_Problem to solve_. Copy out all of the records below, putting "fire scene count" wherever "camera-trap tally" appears and keeping everything else unchanged.

_Data excerpts_.
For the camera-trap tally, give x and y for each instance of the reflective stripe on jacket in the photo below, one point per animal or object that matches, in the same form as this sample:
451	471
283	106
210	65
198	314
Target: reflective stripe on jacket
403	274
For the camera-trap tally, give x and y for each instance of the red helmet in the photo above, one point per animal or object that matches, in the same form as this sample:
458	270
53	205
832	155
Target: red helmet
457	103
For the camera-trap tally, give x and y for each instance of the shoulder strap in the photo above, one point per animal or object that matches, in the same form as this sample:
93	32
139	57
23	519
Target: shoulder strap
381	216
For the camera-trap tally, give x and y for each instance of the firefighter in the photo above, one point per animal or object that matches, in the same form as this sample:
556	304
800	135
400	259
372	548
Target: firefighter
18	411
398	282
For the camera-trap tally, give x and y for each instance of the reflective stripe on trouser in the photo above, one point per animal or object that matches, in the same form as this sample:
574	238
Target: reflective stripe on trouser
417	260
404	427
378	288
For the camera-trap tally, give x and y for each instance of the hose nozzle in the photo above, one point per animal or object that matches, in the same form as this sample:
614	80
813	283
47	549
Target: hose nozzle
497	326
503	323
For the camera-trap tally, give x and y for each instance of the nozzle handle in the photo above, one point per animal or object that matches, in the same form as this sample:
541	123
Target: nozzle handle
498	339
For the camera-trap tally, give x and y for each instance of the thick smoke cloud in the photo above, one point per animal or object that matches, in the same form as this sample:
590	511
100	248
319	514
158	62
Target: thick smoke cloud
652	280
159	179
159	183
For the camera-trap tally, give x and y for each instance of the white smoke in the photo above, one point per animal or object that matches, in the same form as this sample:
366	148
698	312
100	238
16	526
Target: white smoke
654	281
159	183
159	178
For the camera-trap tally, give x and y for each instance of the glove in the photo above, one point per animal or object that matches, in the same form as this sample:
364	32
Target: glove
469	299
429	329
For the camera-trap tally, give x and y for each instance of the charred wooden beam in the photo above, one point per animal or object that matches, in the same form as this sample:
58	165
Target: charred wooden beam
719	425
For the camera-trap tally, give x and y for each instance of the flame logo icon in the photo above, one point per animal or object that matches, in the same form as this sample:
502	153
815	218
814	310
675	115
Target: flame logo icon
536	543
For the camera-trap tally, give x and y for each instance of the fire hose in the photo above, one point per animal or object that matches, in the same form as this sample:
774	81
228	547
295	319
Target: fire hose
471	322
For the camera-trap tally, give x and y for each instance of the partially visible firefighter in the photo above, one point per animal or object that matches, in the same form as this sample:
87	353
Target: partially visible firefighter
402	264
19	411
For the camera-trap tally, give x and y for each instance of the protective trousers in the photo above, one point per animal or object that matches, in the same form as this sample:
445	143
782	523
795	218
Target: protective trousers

_Correct result_.
For the fire scene count, give x and y for each instance of the reflective stripe on jacket in the photo below, one point per animal or object that matches, in the same form as this sample:
451	471
283	106
210	65
198	314
Target: reflective stripe on jacket
403	274
For the fire scene count, give x and y for each instance of the red helmet in the photo above, one point per animal or object that matches, in the same form as this sample:
458	270
53	205
832	155
Target: red helmet
457	103
For the fire scene count, give x and y for each instance of the shoulder strap in the photo above, one point per animal or object that matches, in the same form as this sample:
93	32
139	57
23	519
Target: shoulder strap
381	216
For the fire scene count, give x and y for each instance of the firefighter in the photo above, one point per animal or object that matches, in the same form as this sample:
556	304
800	135
400	259
372	548
Target: firefighter
18	411
398	282
For the fire scene count, give x and y for each instance of the reflective stripe on trouser in the photo above, one point per animal or object that matches, in the same form as this sample:
574	238
Target: reflective stripe on trouser
417	260
404	427
378	288
For the fire scene count, give x and y for each instance of the hose nozzle in the photo above, one point per animal or object that matches, in the same form as this sample:
614	80
813	283
47	549
Target: hose nozzle
497	326
503	323
For the fire scene count, give x and y for each instance of the nozzle handle in the photo above, one point per animal or object that matches, in the same form as this sample:
541	123
Target: nozzle handle
498	339
For the fire scene count, give x and y for each instance of the thick smoke cloud in the photo above, one point per animal or object that matches, in the same form as this sample:
590	511
100	248
319	514
158	62
Target: thick smoke cloud
652	280
159	179
159	183
For the fire scene count, give x and y for each instance of the white smoke in the photo above, one point per animal or object that matches, in the same form as this sample:
366	148
698	312
100	238
16	526
Target: white smoke
654	281
159	183
159	178
For the fire scene count, give x and y for each instance of the glove in the photo above, one point per animal or object that matches, in the same form as this sample:
364	32
Target: glove
469	299
429	329
For the fire scene count, give x and y for each instance of the charred wooden beam in the photo above, one point per animal or object that matches, in the same form as this sample:
58	165
Target: charred wooden beam
719	425
For the fire scene count, give x and y for each instance of the flame logo icon in the photo above, one point per animal or object that matches, in the same form as this sample:
502	153
815	218
814	310
675	115
Target: flame logo icon
536	543
For the fire scene count, give x and y for each instance of the fire hose in the photo above, one point per animal or object that matches, in the same form as this sample:
774	81
228	547
295	319
Target: fire hose
471	322
For the fire scene count, give x and y for each instance of the partially visible firefighter in the photo above, one point per animal or object that matches, in the same form as this sample:
87	353
Target: partially visible firefighter
402	264
19	411
For the fire scene count, give x and y for each instance of the protective trousers in the photo above, one point per animal or object that matches, in the same form as this sample:
445	143
782	523
795	218
Target: protective trousers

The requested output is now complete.